Rédigez la suite du compte rendu du colloque sur l'évaluation de la formation, à partir de sa dernière phrase.

• Extrait du texte
━━━

De la formation à l’action
Début avril, l’Institut de la Gestion Publique et du Développement Economique (IGPDE) a organisé un colloque autour des enjeux théoriques, pédagogiques et pratiques de l’évaluation des effets de la formation et de son ingénierie pédagogique.
Chercheurs, experts, responsables de formation, enseignants, managers, issus, aussi bien de la fonction publique que du monde de l’entreprise, se sont retrouvés pour échanger autour de différentes questions : Comment adapter les compétences aux transformations de la société, aux grandes transitions tout en maintenant des valeurs communes ? Comment accompagner la temporalité des apprentissages et leur mise en œuvre post formation ?
Dorothée Cavignaux-Bros, responsable de recherche à l’IFCAM a été invitée à y prendre la parole, et Michel-François Kmiec, responsable du LAB Innovation & R&D de l’IFCAM à y participer. Ils nous partagent leur retour dans cet article.
Déconstruire, explorer, (ré)apprendre
La conférence inaugurale a donné le ton : en articulant histoire des théories de l’apprentissage, sciences cognitives et ingénierie pédagogique, Aurélie Van Dijk, docteure en Psychologie Cognitive, a rappelé que l’apprentissage est un processus vivant, profondément humain, qui engage émotions, collaboration, et mises en pratique.
Dans la première table ronde, les intervenants ont croisé leurs perspectives sur ce que “former à l’action” signifie vraiment en partageant leurs enjeux autour de l’ingénierie de la formation. Ce que nous retenons ? Ce n’est pas parce que l’on va en formation que l’on apprend nécessairement, cela suppose un certain nombre de conditions et une ingénierie pédagogique pensée à partir du sujet apprenant.

━━━

• Données fournies
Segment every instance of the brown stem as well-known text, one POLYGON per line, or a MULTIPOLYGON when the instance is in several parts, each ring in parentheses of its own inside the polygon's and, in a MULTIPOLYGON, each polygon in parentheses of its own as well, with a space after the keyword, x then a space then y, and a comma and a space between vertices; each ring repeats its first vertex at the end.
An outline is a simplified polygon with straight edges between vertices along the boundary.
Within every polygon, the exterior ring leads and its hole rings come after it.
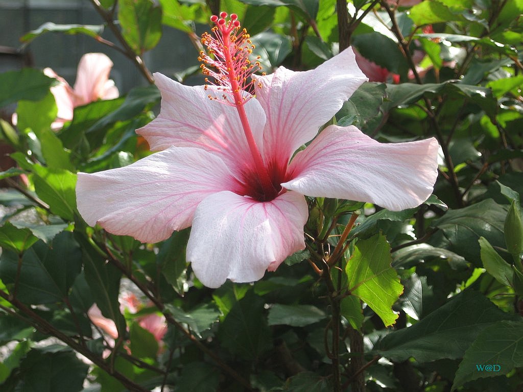
POLYGON ((121 32, 116 27, 116 25, 115 25, 114 20, 112 20, 112 11, 108 12, 106 11, 104 9, 104 7, 102 7, 101 4, 100 4, 99 0, 90 0, 90 2, 98 13, 106 21, 106 23, 107 24, 107 26, 109 26, 109 28, 110 29, 112 33, 115 34, 116 39, 118 40, 120 43, 123 47, 123 50, 122 51, 122 53, 134 63, 147 82, 151 84, 154 83, 154 79, 153 78, 153 75, 151 73, 151 71, 145 66, 145 64, 144 64, 142 57, 134 53, 134 51, 133 50, 132 48, 127 43, 127 41, 126 41, 121 32))
MULTIPOLYGON (((129 390, 134 392, 149 392, 147 389, 137 384, 135 384, 118 371, 110 368, 109 365, 105 363, 103 358, 97 356, 74 339, 56 329, 52 324, 48 322, 46 320, 33 312, 30 308, 26 306, 16 298, 13 297, 12 295, 10 295, 7 293, 0 290, 0 297, 10 302, 20 312, 29 317, 31 319, 31 324, 39 331, 44 335, 52 335, 61 340, 75 351, 82 354, 85 358, 87 358, 100 369, 115 377, 115 378, 121 383, 129 390)), ((11 313, 13 315, 16 314, 16 312, 14 311, 12 311, 11 313)))
POLYGON ((349 11, 347 9, 347 0, 336 0, 336 8, 338 14, 339 51, 341 52, 350 45, 350 29, 349 27, 349 11))
POLYGON ((336 248, 334 248, 334 250, 329 257, 328 263, 329 265, 332 266, 335 264, 337 261, 337 258, 340 257, 343 254, 342 253, 342 249, 344 249, 345 240, 349 236, 349 233, 350 233, 350 230, 354 226, 354 223, 356 222, 356 220, 358 219, 358 216, 359 216, 359 213, 356 211, 353 212, 353 214, 350 215, 350 219, 349 220, 349 223, 345 226, 345 229, 343 230, 342 236, 339 237, 339 240, 338 241, 338 243, 336 245, 336 248))
POLYGON ((363 335, 359 331, 349 327, 349 340, 350 341, 350 379, 353 392, 365 392, 365 377, 363 371, 363 335))
POLYGON ((136 285, 137 287, 141 291, 143 294, 149 298, 151 302, 154 304, 154 305, 158 308, 158 309, 161 312, 165 317, 165 320, 169 324, 172 324, 177 329, 178 329, 180 331, 181 331, 185 337, 190 340, 195 345, 196 345, 198 348, 204 352, 205 354, 207 354, 212 359, 217 365, 218 365, 220 367, 221 367, 224 372, 228 373, 232 378, 240 383, 241 384, 243 385, 245 388, 249 391, 254 391, 254 389, 251 386, 251 383, 244 378, 241 375, 238 374, 236 371, 233 369, 232 367, 229 366, 226 364, 222 362, 221 359, 216 354, 215 354, 212 350, 210 350, 203 344, 201 342, 198 340, 197 339, 195 338, 194 336, 191 333, 190 331, 187 330, 183 326, 181 325, 179 322, 177 321, 173 316, 166 310, 164 304, 155 297, 151 292, 151 291, 145 286, 141 282, 136 279, 136 278, 132 274, 131 271, 128 270, 124 266, 123 266, 116 257, 112 255, 112 253, 110 252, 109 249, 106 249, 107 252, 110 258, 110 262, 116 267, 119 270, 122 271, 126 276, 128 278, 131 282, 132 282, 134 284, 136 285))

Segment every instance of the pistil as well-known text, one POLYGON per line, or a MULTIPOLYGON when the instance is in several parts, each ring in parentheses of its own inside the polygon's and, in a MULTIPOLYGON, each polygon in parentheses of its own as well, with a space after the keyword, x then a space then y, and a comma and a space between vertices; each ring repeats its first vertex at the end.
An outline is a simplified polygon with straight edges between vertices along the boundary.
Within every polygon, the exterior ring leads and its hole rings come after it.
MULTIPOLYGON (((202 43, 207 45, 210 54, 214 54, 215 59, 212 59, 208 55, 201 53, 199 60, 212 65, 218 71, 218 72, 212 71, 202 64, 204 74, 212 76, 216 80, 215 89, 225 93, 222 95, 223 100, 219 101, 236 108, 253 157, 256 175, 263 190, 264 199, 272 200, 278 195, 279 191, 271 180, 254 140, 244 107, 245 103, 253 97, 246 91, 248 86, 256 83, 256 79, 252 77, 252 74, 261 69, 261 67, 258 62, 252 64, 248 60, 248 54, 252 52, 254 46, 249 40, 249 36, 245 29, 241 35, 239 37, 236 35, 240 28, 237 16, 232 14, 228 22, 225 19, 227 16, 226 13, 222 12, 219 18, 215 15, 211 18, 211 20, 216 24, 216 27, 212 29, 216 38, 207 33, 202 36, 202 43), (247 44, 245 45, 245 43, 247 44), (248 77, 251 77, 250 82, 247 80, 248 77), (229 97, 232 99, 232 102, 229 97)), ((206 81, 209 82, 208 79, 206 79, 206 81)), ((218 100, 211 95, 209 95, 209 98, 218 100)))

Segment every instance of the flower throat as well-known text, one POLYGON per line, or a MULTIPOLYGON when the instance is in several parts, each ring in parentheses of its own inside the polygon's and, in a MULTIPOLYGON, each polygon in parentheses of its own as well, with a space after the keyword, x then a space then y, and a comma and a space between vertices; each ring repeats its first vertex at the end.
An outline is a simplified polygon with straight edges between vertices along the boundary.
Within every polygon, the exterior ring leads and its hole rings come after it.
MULTIPOLYGON (((206 82, 210 85, 206 85, 206 89, 221 94, 219 98, 209 94, 209 99, 235 107, 240 116, 258 182, 258 186, 255 187, 258 189, 251 192, 256 195, 249 195, 260 201, 270 201, 278 195, 281 187, 279 183, 273 183, 271 179, 253 136, 244 107, 245 103, 254 96, 248 90, 253 89, 257 83, 253 74, 262 70, 257 61, 259 56, 254 64, 251 62, 249 55, 252 53, 255 47, 249 39, 250 36, 245 29, 240 30, 237 15, 232 14, 229 19, 227 17, 225 12, 220 13, 219 18, 216 15, 211 17, 211 21, 216 25, 212 29, 213 35, 205 32, 201 37, 202 43, 208 48, 208 54, 202 51, 198 60, 203 63, 200 66, 203 74, 214 79, 213 82, 206 78, 206 82)), ((262 85, 258 83, 257 86, 261 87, 262 85)))

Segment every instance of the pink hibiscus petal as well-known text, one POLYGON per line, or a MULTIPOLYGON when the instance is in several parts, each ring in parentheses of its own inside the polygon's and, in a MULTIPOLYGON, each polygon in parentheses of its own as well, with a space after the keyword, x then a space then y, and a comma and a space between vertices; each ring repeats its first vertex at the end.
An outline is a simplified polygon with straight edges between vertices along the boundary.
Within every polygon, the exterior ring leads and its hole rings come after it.
POLYGON ((76 200, 90 225, 98 223, 113 234, 153 243, 190 226, 196 206, 206 197, 235 186, 219 157, 172 147, 125 167, 78 173, 76 200))
POLYGON ((73 103, 73 97, 74 93, 69 84, 65 79, 56 75, 56 73, 50 68, 46 68, 43 73, 49 77, 56 79, 58 84, 51 87, 51 93, 54 97, 54 101, 56 103, 58 111, 56 113, 56 119, 53 123, 51 128, 53 129, 60 129, 66 121, 70 121, 73 119, 73 111, 74 106, 73 103))
POLYGON ((103 53, 87 53, 82 56, 74 83, 75 107, 104 97, 112 67, 112 62, 103 53))
POLYGON ((257 78, 262 87, 256 87, 256 99, 267 115, 264 151, 268 163, 287 165, 367 80, 350 48, 315 70, 294 72, 280 67, 257 78))
POLYGON ((305 247, 308 215, 305 198, 294 192, 266 202, 228 191, 212 194, 196 209, 187 259, 208 287, 219 287, 228 278, 258 280, 305 247))
MULTIPOLYGON (((238 112, 235 107, 208 96, 214 94, 203 86, 184 86, 161 74, 155 74, 155 83, 162 93, 160 113, 137 132, 145 138, 153 151, 170 146, 197 147, 220 155, 237 168, 239 163, 252 157, 238 112)), ((253 135, 261 147, 265 114, 255 99, 244 106, 253 135)))
POLYGON ((309 196, 375 203, 392 211, 419 205, 438 176, 436 139, 383 144, 355 126, 331 125, 289 166, 282 187, 309 196))

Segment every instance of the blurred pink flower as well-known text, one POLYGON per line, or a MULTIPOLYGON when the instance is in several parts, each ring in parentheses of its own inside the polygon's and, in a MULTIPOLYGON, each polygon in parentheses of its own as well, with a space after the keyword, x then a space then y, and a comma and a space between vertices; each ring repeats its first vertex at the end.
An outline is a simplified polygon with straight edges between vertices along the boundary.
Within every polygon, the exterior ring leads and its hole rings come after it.
POLYGON ((359 52, 355 50, 356 63, 365 76, 369 78, 369 82, 379 82, 384 83, 387 81, 390 72, 386 68, 380 67, 377 64, 367 60, 362 56, 359 52))
POLYGON ((118 97, 118 89, 109 78, 112 67, 112 62, 103 53, 84 54, 78 64, 74 87, 50 68, 43 70, 44 74, 59 82, 51 88, 58 108, 56 120, 51 125, 53 129, 60 129, 64 123, 72 120, 73 111, 77 106, 118 97))
MULTIPOLYGON (((131 314, 137 313, 144 306, 133 294, 124 294, 120 299, 120 304, 121 312, 127 310, 131 314)), ((115 322, 110 319, 105 317, 96 304, 89 308, 87 315, 93 324, 111 338, 116 339, 118 337, 118 331, 115 322)), ((165 318, 163 315, 161 316, 157 313, 151 313, 145 316, 137 317, 135 320, 140 327, 152 333, 158 342, 162 340, 167 332, 167 324, 165 318)))
POLYGON ((202 52, 200 60, 217 70, 203 65, 204 73, 218 85, 188 87, 155 74, 160 114, 137 132, 161 152, 79 173, 76 186, 84 218, 111 233, 156 242, 192 225, 187 259, 211 287, 257 280, 303 249, 304 195, 400 210, 424 201, 437 176, 434 138, 381 144, 336 125, 317 134, 367 80, 352 49, 315 70, 280 67, 247 82, 258 64, 247 59, 250 41, 235 16, 226 16, 211 19, 216 38, 202 38, 214 57, 202 52))

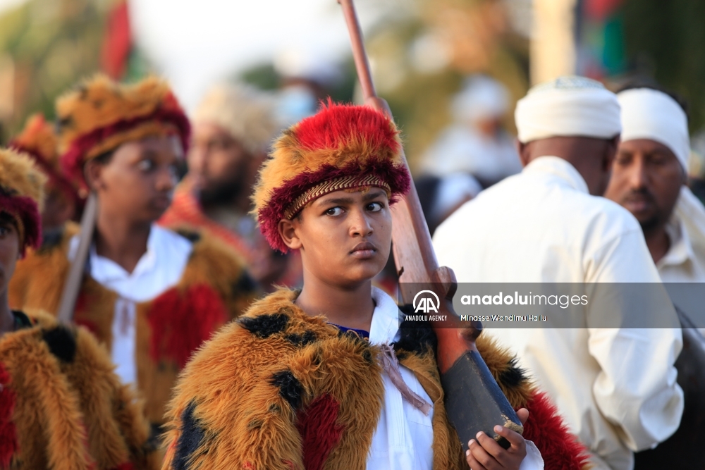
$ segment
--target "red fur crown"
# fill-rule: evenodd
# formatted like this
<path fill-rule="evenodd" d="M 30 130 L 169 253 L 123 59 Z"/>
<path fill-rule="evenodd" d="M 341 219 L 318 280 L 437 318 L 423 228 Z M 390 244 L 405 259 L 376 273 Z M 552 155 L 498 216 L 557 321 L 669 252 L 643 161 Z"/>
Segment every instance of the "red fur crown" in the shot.
<path fill-rule="evenodd" d="M 252 200 L 262 234 L 283 252 L 288 249 L 277 230 L 279 221 L 293 218 L 314 199 L 341 189 L 380 186 L 393 202 L 411 184 L 399 131 L 368 106 L 329 100 L 316 115 L 284 131 L 273 147 Z"/>

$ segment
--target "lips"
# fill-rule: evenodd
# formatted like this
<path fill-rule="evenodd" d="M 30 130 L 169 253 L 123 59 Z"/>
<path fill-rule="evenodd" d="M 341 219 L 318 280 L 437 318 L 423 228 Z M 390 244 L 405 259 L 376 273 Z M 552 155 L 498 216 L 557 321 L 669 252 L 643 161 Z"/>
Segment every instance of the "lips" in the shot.
<path fill-rule="evenodd" d="M 367 259 L 374 256 L 377 252 L 377 247 L 369 242 L 358 243 L 355 246 L 350 254 L 360 259 Z"/>

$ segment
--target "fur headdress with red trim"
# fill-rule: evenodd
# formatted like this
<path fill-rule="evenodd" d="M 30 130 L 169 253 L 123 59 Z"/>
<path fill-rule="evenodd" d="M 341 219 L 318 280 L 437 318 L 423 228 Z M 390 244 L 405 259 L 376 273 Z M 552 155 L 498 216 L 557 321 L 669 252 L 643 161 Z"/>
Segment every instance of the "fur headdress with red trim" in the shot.
<path fill-rule="evenodd" d="M 0 212 L 17 223 L 23 254 L 26 247 L 36 248 L 42 242 L 39 214 L 46 181 L 29 155 L 0 149 Z"/>
<path fill-rule="evenodd" d="M 39 113 L 30 116 L 25 128 L 14 137 L 9 147 L 27 154 L 32 159 L 39 169 L 47 175 L 47 192 L 52 188 L 61 191 L 71 201 L 80 197 L 77 188 L 64 176 L 59 161 L 59 139 L 54 128 Z"/>
<path fill-rule="evenodd" d="M 368 106 L 333 104 L 284 131 L 262 166 L 252 201 L 262 234 L 286 252 L 277 225 L 311 201 L 339 190 L 379 186 L 390 202 L 409 190 L 399 131 Z"/>
<path fill-rule="evenodd" d="M 56 101 L 59 151 L 66 173 L 85 184 L 83 164 L 121 144 L 177 135 L 184 150 L 190 125 L 168 85 L 148 77 L 122 85 L 97 75 Z"/>

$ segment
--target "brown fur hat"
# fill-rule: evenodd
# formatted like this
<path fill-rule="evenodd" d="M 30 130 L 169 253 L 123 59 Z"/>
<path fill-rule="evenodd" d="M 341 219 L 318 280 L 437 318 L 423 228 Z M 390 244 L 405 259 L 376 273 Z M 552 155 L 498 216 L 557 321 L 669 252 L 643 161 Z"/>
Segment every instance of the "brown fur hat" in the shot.
<path fill-rule="evenodd" d="M 175 135 L 188 147 L 188 119 L 168 85 L 156 77 L 123 85 L 97 75 L 59 98 L 56 116 L 62 165 L 82 183 L 83 163 L 124 142 Z"/>
<path fill-rule="evenodd" d="M 262 166 L 252 201 L 262 234 L 288 250 L 277 231 L 311 201 L 328 193 L 379 186 L 394 197 L 409 190 L 399 131 L 383 113 L 364 106 L 327 106 L 289 128 Z"/>
<path fill-rule="evenodd" d="M 23 254 L 26 246 L 38 247 L 42 241 L 39 213 L 46 181 L 28 155 L 0 149 L 0 211 L 15 218 Z"/>
<path fill-rule="evenodd" d="M 77 188 L 63 175 L 59 161 L 59 140 L 54 128 L 41 113 L 33 114 L 27 120 L 25 128 L 14 137 L 9 147 L 27 154 L 32 159 L 49 180 L 47 191 L 56 189 L 73 201 L 79 199 Z"/>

━━━

• Corrigé
La notion de sens est à remettre au cœur des actions de formation au-delà de leur stricte « opérationnalité ». Les acteurs appellent à un découplage entre le temps long du développement professionnel et le temps court de l’opérationnel et du politique.
Ce qui pose problème dans nos métiers c’est que tout le monde a un avis sur la formation et ce qu’elle doit être du côté des commanditaires. Pourtant, les sciences de la formation et en particulier l’ingénierie pédagogique montrent qu’elle repose sur un certain nombre de théories et modèles aujourd’hui éprouvés ou pourtant encore peu connus.
Tous les formats et les modalités ne produisent pas les mêmes effets et les différences entre les individus sont rarement prises en compte dans des logiques d’industrialisation de la formation, l’association des publics à leur formation est pourtant souvent source d’efficacité.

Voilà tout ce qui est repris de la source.